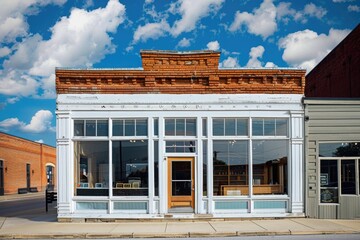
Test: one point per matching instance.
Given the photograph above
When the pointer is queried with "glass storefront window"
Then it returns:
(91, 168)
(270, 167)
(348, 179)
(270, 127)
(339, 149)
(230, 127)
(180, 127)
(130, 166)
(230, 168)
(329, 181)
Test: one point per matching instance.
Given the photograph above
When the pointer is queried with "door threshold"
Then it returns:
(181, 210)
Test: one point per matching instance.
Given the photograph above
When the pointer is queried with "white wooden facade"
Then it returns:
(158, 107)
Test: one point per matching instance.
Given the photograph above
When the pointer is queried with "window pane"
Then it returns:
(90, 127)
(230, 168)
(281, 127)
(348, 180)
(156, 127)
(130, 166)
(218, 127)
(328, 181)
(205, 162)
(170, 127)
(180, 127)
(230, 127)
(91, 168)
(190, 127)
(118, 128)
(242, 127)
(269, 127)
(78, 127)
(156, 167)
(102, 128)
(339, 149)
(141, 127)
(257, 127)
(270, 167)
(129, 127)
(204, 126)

* * *

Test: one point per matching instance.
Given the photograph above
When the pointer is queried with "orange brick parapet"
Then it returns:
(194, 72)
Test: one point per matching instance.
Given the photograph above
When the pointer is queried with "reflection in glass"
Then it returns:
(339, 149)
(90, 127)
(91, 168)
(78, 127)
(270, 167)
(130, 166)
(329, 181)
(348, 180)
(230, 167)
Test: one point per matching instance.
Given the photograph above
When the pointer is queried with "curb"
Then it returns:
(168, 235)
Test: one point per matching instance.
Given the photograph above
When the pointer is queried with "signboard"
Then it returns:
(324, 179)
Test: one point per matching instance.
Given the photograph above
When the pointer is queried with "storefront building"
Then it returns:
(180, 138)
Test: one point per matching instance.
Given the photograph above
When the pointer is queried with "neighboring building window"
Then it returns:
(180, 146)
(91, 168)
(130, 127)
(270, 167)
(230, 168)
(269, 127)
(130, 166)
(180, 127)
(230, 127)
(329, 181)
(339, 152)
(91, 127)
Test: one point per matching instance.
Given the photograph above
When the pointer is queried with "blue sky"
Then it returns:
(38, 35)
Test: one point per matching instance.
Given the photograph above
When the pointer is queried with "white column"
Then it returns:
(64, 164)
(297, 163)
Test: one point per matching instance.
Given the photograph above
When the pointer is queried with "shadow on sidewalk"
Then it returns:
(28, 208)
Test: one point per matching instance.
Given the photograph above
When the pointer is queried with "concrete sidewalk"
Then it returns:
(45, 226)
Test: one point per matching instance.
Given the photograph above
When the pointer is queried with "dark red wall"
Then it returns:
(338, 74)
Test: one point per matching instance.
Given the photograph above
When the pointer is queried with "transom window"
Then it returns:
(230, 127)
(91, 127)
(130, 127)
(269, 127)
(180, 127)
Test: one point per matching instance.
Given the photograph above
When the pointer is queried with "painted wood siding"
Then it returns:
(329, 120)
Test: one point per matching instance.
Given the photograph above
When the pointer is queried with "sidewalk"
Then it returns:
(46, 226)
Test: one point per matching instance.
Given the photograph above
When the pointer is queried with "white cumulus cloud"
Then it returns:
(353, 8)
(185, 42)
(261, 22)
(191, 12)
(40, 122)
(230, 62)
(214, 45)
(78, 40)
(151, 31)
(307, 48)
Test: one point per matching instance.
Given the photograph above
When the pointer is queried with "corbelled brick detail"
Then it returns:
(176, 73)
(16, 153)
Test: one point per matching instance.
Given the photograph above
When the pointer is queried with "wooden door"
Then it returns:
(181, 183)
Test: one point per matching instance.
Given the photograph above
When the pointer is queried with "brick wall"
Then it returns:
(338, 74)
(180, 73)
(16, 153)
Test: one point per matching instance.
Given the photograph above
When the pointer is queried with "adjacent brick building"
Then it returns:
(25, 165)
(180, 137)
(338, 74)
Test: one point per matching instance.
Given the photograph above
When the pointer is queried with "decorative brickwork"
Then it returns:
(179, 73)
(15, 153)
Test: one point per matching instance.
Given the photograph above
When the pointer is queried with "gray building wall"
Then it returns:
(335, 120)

* _Task item_
Look at the records above. Copy every line where the string "glass" occurs.

* _Written response_
When the pointer is queried with "glass storefront window"
When the pointer is queried with "reflection in glass"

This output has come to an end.